Start of Text provided

Which color and what shades go where? The general rule is that the larger or more prominent the eyelid area is compared with the under-
brow area, the darker or deeper the eyelid color can be; the smaller the eyelid area is compared with the under-brow area, the brighter or
lighter the eyelid color can be. The notion is that if the eyelid area is already prominent or large, it is not necessary to make it appear any
bigger by applying a light color to it. If the eyelid area is small, it is appropriate to make it more prominent by wearing a lighter color.

Application: Whichever way you choose to apply this design, the lid and under-brow shades should meet but not overlap at the crease.
You can use brushes like Large Round Shadow Brush or Small Round Shadow Brush to apply the light shade to the lid and Crease Defining
Brush or Angled Shadow Brush to apply the darker shade from the crease up to the brow. Then, using a small wedge brush  Wedge/Brow
Brush, you can use the light color again as a highlight just along the lower edge of the eyebrow. This can bring dramatic, but subtle, attention
to the shape of the brow and the eye without the need for another eyeshadow color. You can also apply the lighter color from the lid to the
under-brow area and use the darker color in and slightly above the crease. Then take a brush such as a Precision Shadow Brush and use
the darker color to softly shade the back corner of the eye, making sure this shading is an extension of the crease color. For more dramatic
variations on this theme, see the three- and four-color designs below.

End of Text provided

- **The tasks**
- A) Echo the eyeshadow passage word for word from "Which color and" to "a lighter color.".
- B) In the eyeshadow passage, where should the lid and under-brow shades meet?
- C) Please go on with the eyeshadow passage from where it stops.

Start of Dataset excerpts

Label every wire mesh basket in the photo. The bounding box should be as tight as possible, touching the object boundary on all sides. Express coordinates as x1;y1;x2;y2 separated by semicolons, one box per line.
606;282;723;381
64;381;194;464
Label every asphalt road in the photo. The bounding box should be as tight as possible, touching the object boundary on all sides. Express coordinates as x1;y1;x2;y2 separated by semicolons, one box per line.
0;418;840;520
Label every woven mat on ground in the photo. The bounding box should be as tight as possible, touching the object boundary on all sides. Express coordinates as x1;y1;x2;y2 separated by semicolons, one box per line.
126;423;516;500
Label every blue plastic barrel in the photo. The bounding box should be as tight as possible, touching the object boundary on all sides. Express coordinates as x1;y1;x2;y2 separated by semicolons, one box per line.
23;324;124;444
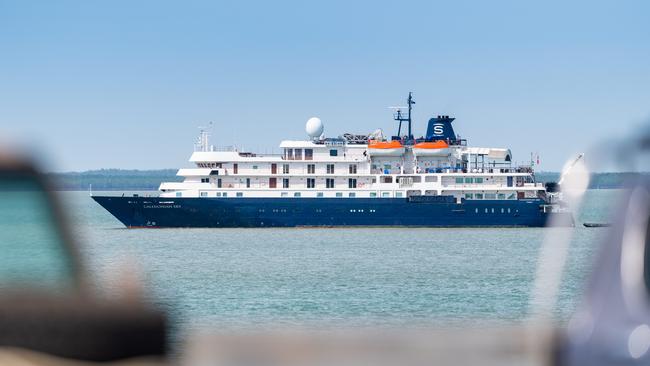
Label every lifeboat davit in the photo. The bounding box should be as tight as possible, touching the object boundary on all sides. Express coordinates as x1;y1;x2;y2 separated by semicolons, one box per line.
368;140;404;156
413;140;451;156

End of Dataset excerpts

- **Outputs by task**
- A)
Which color and what shades go where? The general rule is that the larger or more prominent the eyelid area is compared with the under-
brow area, the darker or deeper the eyelid color can be; the smaller the eyelid area is compared with the under-brow area, the brighter or
lighter the eyelid color can be. The notion is that if the eyelid area is already prominent or large, it is not necessary to make it appear any
bigger by applying a light color to it. If the eyelid area is small, it is appropriate to make it more prominent by wearing a lighter color.

- B) At the crease, meeting but not overlapping.

- C)
Three-color design: Start by applying either of the basic one- or two-color eye-makeup designs mentioned above. Once you have done
that, the third shade, an even deeper color than the two previous colors, is added to the back (outside) corner of the lid or in the crease, or
over both the crease and the back corner of the lid.
In this design, the lid and under-brow colors are softer and less intense than the color at the back corner of the lid or in the crease.
Regardless of where you place this third, darker color, it can be a beautiful deep shade of brown, charcoal, cedar, mahogany, sable, red-
brown, slate, chocolate brown, camel, deep taupe, eggplant, or even black.

Application: If you apply the third eyeshadow in the crease, the trick is to not get the crease color on the lid, but rather to blend it slightly
up into the under-eyebrow area and out onto the temple.  Crease Defining Brush or Angled Shadow Brush make this step easy. When
sweeping the crease color across the eye, be sure to not follow the down-curving movement of the shape of the eye. The best look is
achieved if you blend the crease color out and up into the full back (outer) corner of the eye, and up onto the back of the brow bone.
When you apply the crease color, be sure to watch the angle of your brush as you blend the color from the crease out and up toward the
under-brow area. If you place your color with the brush straight up at a 90-degree angle, you will look like you drew on wings. The softer the
angle and the fuller the sweep, the softer the appearance, so be certain you blend out and slightly up from the lid area toward the under-brow
area. If you have a small eye crease area,  Precision Shadow Brush will make a controlled application and expert placement foolproof.
If you apply the third color at the back corner of the eye, the color hugs a small section of the lid, blending out and up into the crease and
temple area. This step is explained in more detail for the four-color eye-makeup design.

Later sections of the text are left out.